In the captions about salt turtle-back structures, what feature in the core of a turtle back is called a sine qua non characteristic?

● **Extract to read**
[BEGIN]
Fig. 166- Three tectonic stages can be observed in the development of salt turtle back structures, as illustrated on this line. From bottom to top, one can recognize: (i) sub-salt strata, (ii) salt, (iii) prekinematic overburden (stage 1), (iv) synkinematic overburden thickening away from the salt diapirs (stage 2) and (v) synkinematic thickening toward the diapirs (stage 3 and 4).

Fig. 168- In this complex turtle-back, the flanks are formed by rollovers into two normal-faults of different age. The SW flank was formed by a late salt withdrawal feeding the adjacent diapir. The synform was later amplified by shortening of the diapir. Extension associated with inversion induced by salt withdrawal is emphasized by the normal-faults in the core of structure (see detail fig. 169).

Fig. 169- Normal faulting, in the core of a turtle back, is a sine qua non characteristic. In other words, generally, a mounded structure without abundant normal-faults near the apex is not a turtle-back. When the turtle-back is asymmetric, different normal-fault systems are developed, as suggested by the dip map illustrated in fig. 170.

Fig. 170- This dip map of the Middle Madiela formation (second sedimentary package above the salt weld in previous figure) clearly indicates the faults picked on the line of the previous figure strike in different directions. The asymmetry of a turtle-back structure can be recognized by the strike of the associated normal-faults. The effective stresses ellipsoid has a tendency to become biaxial (2 = 3 ).

Fig. 171-In this model, it is quite evident that due to the rotation of the fault blocks and stress trajectory propagation, the upper fault segments are concave upward, while the lower fault segments are concave downward. Actually, one can say, the fault segments are concave upward in the sediments deposited during the stage 3 (thickening toward the diapir or associated growth fault) and concave downward in stage 2 (thickening inward). Stage 1 is absent.
[END]
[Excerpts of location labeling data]
[BEGIN]
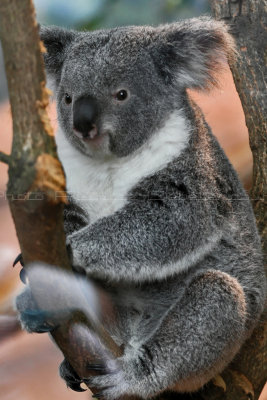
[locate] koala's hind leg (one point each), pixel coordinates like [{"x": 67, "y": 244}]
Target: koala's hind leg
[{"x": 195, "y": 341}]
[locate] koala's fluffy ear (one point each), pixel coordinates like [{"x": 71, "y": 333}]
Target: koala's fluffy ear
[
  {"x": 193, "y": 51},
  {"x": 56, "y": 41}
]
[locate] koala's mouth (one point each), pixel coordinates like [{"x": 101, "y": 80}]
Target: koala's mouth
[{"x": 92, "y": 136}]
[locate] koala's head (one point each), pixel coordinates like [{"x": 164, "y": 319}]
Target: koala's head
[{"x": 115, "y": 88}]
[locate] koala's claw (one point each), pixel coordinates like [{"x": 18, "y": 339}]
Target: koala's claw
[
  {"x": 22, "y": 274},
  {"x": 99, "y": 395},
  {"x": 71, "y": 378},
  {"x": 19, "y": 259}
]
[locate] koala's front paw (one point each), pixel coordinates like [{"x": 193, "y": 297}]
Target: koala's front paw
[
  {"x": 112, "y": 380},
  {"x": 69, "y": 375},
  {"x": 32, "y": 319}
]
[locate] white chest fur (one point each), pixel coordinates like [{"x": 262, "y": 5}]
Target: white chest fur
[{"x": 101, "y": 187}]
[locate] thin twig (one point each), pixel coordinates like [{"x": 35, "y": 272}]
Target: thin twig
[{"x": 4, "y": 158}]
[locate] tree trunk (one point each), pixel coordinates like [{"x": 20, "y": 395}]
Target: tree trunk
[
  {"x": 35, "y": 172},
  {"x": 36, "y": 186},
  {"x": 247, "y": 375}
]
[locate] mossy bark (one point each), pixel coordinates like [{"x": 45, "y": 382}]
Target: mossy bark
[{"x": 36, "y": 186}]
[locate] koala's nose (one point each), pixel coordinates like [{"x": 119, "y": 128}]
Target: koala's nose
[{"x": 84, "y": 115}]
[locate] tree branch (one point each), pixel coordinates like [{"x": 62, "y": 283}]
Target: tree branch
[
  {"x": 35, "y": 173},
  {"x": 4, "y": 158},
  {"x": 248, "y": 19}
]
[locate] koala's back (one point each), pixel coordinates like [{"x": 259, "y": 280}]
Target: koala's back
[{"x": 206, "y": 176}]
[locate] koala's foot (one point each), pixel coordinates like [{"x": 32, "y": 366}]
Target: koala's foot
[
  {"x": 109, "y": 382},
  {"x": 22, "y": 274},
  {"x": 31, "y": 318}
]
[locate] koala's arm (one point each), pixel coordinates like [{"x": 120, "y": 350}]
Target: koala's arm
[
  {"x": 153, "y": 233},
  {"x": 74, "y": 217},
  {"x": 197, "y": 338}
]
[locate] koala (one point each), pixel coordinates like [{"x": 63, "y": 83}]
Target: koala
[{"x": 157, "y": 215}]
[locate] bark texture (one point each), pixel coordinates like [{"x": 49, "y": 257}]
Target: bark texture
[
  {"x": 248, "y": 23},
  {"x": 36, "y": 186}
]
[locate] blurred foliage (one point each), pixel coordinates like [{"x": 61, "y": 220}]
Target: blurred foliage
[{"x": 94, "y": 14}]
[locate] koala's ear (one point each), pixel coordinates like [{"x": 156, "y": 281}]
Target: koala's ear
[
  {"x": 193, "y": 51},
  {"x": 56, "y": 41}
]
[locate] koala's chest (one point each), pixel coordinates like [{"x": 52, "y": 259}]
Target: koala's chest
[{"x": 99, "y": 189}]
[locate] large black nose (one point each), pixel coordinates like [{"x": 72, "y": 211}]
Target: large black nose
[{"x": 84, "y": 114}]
[END]
[BEGIN]
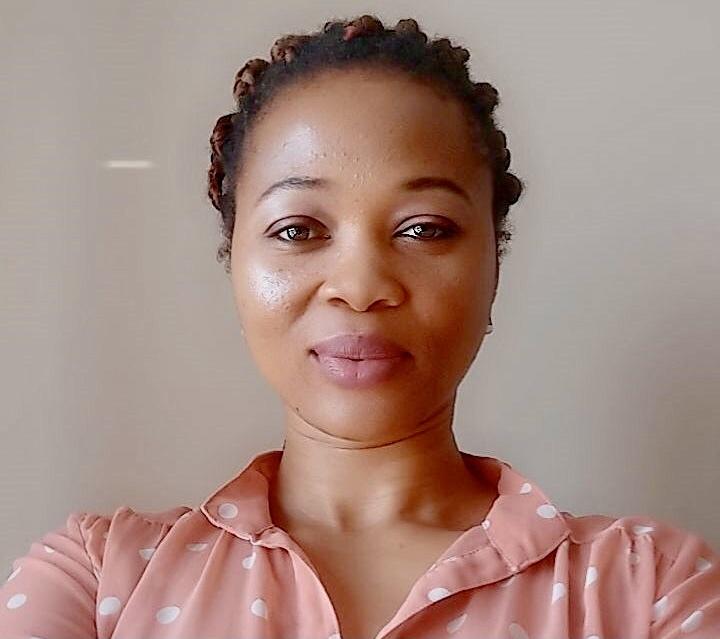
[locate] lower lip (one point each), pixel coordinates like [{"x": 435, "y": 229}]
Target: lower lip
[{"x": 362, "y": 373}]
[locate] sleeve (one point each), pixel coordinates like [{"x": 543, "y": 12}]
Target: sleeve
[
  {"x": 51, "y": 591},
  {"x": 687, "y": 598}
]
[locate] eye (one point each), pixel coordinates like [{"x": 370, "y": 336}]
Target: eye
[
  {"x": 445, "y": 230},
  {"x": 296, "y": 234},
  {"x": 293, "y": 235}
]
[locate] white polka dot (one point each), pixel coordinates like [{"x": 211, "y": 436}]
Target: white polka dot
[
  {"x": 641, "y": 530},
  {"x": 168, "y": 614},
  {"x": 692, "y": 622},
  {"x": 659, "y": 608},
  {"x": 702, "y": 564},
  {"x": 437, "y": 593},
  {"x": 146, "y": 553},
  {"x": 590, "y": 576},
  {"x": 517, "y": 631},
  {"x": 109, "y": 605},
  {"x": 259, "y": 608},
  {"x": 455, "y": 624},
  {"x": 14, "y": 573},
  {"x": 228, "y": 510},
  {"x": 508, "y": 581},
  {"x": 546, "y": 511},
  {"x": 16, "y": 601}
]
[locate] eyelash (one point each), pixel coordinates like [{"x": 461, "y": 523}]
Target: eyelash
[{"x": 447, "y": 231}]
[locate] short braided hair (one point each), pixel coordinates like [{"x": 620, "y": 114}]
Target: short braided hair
[END]
● **Solution**
Normal faulting.